* begin Provided data *
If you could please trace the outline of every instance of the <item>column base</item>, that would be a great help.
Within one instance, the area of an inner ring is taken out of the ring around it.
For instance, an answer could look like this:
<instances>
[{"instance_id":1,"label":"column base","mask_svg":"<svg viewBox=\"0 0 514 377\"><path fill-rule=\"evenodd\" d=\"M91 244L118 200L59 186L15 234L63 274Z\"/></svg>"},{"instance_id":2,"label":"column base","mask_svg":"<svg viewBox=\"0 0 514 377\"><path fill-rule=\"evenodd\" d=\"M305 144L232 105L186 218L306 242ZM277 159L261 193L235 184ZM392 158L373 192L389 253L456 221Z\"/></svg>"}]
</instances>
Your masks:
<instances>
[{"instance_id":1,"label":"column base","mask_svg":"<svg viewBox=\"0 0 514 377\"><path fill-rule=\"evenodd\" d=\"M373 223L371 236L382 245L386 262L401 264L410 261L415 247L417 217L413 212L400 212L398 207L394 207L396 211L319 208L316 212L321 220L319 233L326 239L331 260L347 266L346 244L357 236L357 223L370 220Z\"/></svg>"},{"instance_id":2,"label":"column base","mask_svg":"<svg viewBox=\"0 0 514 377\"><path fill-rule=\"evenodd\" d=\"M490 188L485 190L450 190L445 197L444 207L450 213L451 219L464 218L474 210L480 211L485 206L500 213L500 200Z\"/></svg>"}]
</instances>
* end Provided data *
Work to complete ▸ Output the material above again, reproducing every line without any change.

Solution to this exercise ▸
If you could please trace the outline of every instance of the <item>column base</item>, that would be a great help.
Within one instance, the area of an inner ring is taken out of the ring around it.
For instance, an answer could look like this:
<instances>
[{"instance_id":1,"label":"column base","mask_svg":"<svg viewBox=\"0 0 514 377\"><path fill-rule=\"evenodd\" d=\"M91 244L118 200L59 186L15 234L63 274Z\"/></svg>"},{"instance_id":2,"label":"column base","mask_svg":"<svg viewBox=\"0 0 514 377\"><path fill-rule=\"evenodd\" d=\"M305 144L232 105L186 218L306 242ZM277 159L261 193L235 184ZM392 158L373 192L389 253L456 221Z\"/></svg>"}]
</instances>
Your masks:
<instances>
[{"instance_id":1,"label":"column base","mask_svg":"<svg viewBox=\"0 0 514 377\"><path fill-rule=\"evenodd\" d=\"M373 223L371 236L382 245L386 262L401 264L410 261L415 247L417 217L413 212L400 212L398 207L394 207L396 211L319 208L316 212L321 220L319 233L326 239L331 260L347 266L346 244L357 236L357 223L370 220Z\"/></svg>"},{"instance_id":2,"label":"column base","mask_svg":"<svg viewBox=\"0 0 514 377\"><path fill-rule=\"evenodd\" d=\"M490 188L485 190L450 190L445 197L444 207L450 213L451 219L464 218L474 210L480 211L485 206L500 213L500 200Z\"/></svg>"}]
</instances>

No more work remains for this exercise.